**Directions for this task:**
Select every line in the entries below that contains the string "bird", matching uppercase and lowercase exactly.

**Available records:**
....

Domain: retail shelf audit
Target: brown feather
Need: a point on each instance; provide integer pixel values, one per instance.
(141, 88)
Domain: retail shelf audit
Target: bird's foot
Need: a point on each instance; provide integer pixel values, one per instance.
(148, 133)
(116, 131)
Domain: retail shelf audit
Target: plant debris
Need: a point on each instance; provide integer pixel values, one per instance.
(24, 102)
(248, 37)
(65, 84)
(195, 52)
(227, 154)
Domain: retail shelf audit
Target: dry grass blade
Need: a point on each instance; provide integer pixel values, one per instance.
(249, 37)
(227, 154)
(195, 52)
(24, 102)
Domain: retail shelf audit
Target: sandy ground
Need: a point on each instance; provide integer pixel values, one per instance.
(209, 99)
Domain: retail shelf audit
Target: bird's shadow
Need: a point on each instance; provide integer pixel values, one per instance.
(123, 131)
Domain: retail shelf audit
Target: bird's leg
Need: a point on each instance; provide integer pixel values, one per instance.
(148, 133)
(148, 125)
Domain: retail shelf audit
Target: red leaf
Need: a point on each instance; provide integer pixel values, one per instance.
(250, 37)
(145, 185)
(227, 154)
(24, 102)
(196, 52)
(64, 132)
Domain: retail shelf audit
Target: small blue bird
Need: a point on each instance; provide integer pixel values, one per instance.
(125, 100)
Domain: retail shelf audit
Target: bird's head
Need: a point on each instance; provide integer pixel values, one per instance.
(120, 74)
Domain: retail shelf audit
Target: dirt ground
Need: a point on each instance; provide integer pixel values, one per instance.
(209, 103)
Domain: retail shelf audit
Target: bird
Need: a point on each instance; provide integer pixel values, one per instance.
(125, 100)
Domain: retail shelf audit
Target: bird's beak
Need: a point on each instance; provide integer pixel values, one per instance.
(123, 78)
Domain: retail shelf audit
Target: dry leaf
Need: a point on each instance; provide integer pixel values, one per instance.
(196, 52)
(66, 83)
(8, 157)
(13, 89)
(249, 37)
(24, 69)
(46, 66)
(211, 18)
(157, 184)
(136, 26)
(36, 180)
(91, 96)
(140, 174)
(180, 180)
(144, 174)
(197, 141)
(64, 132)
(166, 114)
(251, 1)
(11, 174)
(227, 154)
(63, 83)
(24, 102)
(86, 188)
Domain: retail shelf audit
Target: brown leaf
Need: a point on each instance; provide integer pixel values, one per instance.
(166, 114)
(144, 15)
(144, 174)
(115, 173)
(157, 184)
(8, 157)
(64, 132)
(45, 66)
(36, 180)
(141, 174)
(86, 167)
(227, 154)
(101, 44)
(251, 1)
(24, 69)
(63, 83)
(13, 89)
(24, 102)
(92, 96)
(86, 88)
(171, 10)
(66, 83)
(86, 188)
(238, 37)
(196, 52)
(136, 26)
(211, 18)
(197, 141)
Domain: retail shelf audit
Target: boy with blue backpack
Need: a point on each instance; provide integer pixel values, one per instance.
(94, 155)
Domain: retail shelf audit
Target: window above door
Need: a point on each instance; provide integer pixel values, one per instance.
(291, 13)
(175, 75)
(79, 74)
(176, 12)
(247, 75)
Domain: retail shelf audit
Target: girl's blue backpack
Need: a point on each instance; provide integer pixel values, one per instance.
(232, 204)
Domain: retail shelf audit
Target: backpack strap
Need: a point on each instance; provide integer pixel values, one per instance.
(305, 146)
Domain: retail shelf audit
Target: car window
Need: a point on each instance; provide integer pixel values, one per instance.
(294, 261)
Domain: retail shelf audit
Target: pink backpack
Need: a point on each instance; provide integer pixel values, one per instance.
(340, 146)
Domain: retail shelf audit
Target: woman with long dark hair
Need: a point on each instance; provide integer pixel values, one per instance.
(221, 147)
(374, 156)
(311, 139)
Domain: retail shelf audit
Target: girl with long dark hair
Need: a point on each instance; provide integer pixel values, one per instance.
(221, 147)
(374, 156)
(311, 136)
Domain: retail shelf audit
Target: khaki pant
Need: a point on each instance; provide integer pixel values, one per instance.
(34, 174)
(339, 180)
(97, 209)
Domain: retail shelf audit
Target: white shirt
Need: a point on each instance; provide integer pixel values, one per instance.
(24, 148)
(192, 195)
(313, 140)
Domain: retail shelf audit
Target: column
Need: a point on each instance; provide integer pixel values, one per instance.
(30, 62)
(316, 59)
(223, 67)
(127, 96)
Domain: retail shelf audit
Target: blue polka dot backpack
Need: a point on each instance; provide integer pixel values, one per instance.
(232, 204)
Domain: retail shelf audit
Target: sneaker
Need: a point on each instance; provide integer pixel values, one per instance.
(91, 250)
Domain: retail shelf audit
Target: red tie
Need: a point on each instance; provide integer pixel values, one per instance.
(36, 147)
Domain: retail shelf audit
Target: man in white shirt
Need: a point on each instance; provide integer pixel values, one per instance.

....

**Result:**
Target: bird's foot
Target: bird's shadow
Target: bird's leg
Target: small blue bird
Target: bird's head
Target: bird
Target: bird's beak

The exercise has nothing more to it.